WHAT YOU WILL DO
Can you go on with the essay on emotional trading, picking up right after its last sentence?

Saturday, July 26, 2008

Pitfalls Encountered with Emotional Trades

At one time or another, most traders, including myself, have traded by emotion. In coaching sessions and in conversation with many traders over the years, I have seen countless examples of emotional trades and emotional trading. There has been one constant in those observations and it is that those who continue to trade with emotion without some discipline fail. Some of the emails I receive and some of the traders I meet seem to think about buying a stock as they might think about buying a lottery ticket. They go in with a euphoria, or at least excitement that they are going to hit the jackpot. More often than not, they have no exit strategy whatsoever, nor have they considered the risk or the potential reward to risk ratio.

As I set out in my book, "Trade Your Way to Wealth" successful trading involves some self-examination and planning. In the book, I talk about elements to include in the plan and the necessity of having an exit strategy before ever entering a position. Adherence to a simple plan designed for you can really give you a chance to become a better, more successful trader. In the following material, see if you see yourself in any of the examples and then ask yourself how did it work out? A coaching client told me that his failures came from "the little man behind the curtain." He pointed to the back of his head indicating that the "little man" was that voice we have in our heads.

A while ago, I was talking to a guy who told me he bought a stock because he "knew it would go up." Another fellow told me he was buying a stock because he thought it would go up. Neither went up. Each of those traders suffered real losses. What did they do wrong? They approached the trades in "Pollyanna" fashion, "knowing" or believing that the stock would move in a specific direction and ignoring a decision on where they would get out if they happened to be wrong on the direction. Why would they ignore the possibility that their stock would go down? My guess is there were two reasons: first, a case of mild euphoria about the big gain they would get (greed) and second, refusal to recognize, or at least sublimating, an unpleasant emotion -- loss. If we look at things rationally, wouldn't we agree that there is literally no stock that couldn't go down? (If there is, please let me know as soon as possible). Recognizing that any stock can fall in price not matter what we think it will do might lead us to agree that an exit strategy in the event we may be wrong on the direction makes sense. At a rational moment, we can decide exactly where we will cut our loss. If we fail to make that decision ahead of time, aren't we leaving things to our emotions and aren't we more likely to listen to that little voice in our head that says: "it'll come back" even as we go deeper and deeper into the red?

RECORDS SUPPLIED
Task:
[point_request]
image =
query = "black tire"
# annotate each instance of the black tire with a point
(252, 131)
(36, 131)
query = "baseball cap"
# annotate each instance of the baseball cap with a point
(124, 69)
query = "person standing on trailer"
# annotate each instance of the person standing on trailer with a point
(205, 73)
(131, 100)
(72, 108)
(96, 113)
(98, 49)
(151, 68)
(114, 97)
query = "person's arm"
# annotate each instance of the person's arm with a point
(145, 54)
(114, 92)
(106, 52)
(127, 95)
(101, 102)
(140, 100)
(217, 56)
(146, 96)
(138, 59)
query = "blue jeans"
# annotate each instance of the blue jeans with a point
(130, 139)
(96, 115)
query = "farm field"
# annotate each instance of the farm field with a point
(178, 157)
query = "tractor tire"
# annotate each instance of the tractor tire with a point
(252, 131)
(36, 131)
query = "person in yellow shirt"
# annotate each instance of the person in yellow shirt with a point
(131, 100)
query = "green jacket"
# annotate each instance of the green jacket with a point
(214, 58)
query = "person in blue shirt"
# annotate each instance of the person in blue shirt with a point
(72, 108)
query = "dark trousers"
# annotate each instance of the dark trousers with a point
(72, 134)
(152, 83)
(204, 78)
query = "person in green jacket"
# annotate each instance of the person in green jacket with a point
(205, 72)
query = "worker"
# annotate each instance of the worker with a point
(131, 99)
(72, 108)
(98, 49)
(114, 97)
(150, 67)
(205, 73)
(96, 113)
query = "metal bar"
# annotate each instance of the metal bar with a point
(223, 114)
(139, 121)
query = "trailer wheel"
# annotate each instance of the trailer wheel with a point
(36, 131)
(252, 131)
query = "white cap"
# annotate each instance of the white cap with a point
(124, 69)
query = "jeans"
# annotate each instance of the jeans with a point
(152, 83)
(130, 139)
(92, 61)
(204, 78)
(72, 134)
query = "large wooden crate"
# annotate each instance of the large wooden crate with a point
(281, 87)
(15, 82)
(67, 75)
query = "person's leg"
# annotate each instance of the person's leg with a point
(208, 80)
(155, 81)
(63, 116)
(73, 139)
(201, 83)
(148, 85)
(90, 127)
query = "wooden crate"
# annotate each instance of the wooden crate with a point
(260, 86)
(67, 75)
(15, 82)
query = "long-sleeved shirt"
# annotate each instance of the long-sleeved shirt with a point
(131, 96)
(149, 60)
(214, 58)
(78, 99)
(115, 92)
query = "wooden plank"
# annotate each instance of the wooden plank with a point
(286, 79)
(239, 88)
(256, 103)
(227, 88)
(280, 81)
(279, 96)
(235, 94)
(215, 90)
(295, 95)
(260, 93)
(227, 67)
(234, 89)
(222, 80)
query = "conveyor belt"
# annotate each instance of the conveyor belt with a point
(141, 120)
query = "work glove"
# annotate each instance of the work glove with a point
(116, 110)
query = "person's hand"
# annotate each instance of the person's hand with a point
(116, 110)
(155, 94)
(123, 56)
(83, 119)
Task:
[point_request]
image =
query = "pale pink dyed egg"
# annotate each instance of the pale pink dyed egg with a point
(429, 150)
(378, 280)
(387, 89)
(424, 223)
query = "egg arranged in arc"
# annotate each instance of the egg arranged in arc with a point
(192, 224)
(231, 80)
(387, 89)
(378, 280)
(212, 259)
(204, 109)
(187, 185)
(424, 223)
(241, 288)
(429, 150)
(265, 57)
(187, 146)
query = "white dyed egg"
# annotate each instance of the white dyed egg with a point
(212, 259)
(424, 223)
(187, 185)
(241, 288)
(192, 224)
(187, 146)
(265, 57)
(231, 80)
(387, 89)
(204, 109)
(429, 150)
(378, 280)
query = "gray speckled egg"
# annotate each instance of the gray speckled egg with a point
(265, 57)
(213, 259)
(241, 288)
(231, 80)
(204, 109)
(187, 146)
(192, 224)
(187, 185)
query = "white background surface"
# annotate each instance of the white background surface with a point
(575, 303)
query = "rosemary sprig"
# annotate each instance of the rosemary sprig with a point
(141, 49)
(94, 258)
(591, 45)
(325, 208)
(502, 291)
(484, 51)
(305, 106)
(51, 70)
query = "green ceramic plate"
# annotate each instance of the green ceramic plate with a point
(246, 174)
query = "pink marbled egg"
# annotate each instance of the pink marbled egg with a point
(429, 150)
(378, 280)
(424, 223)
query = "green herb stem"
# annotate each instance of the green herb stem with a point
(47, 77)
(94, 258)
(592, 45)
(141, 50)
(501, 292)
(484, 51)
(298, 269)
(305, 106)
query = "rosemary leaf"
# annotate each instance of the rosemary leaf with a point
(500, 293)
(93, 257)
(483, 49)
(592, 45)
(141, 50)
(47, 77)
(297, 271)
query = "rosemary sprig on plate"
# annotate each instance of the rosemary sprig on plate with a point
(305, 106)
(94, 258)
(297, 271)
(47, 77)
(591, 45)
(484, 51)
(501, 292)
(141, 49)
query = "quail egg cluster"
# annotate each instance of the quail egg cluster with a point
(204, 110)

RESPONSE BELOW
Another example of emotional trading I have seen is the person who grabs a profit as soon as there is one to grab. I've heard a trader say, I took the profit right away because I was afraid I'd lose it. After his exit, the stock moved another $30. The fear caused him to cut his profits and miss another $30 a share. His exit strategy was "the little voice" probably saying something like "Get out of this position, remember the last time you had a profit and you let it turn into a big loss. Don't do that again." Yank, the plug gets pulled. Would a more disciplined approach yield a better result? My guess is in more cases than not, it would. The idea is to cut losses, not profits and to let profits, not losses, run. A predetermined exit strategy such as a trailing stop as I discuss in the book, can keep you in the game through little retracements and market chatter while limiting losses in the event of a reversal. You can create your plan and then execute it so that you simply follow a pre-determined exit strategy. Does that mean you still won't have losses? No. Does it mean that you will always let profits run throughout their whole move? No. It means you are likely to improve your trading by limiting losses and giving yourself a better chance to avoid cutting profits early.

Trading is not about hitting the lottery. It is about having the gains add up to more than the losses. Successful trading involves giving yourself a little edge. The "hot reactors" of trading do not give themselves that edge. They tend to bet it all on black and though they might hit every so often, they are not giving themselves any edge. They are truly the gamblers while the pro traders make themselves the house.

Bottom line is it is your money and your risk so you are entitled to do it however you want. I prefer trying to get an edge, but I really appreciate the hot reactors; they make life a little easier for me.

by Bill Kraft, Editor
Copyright 2008, Makin' Hay, Inc.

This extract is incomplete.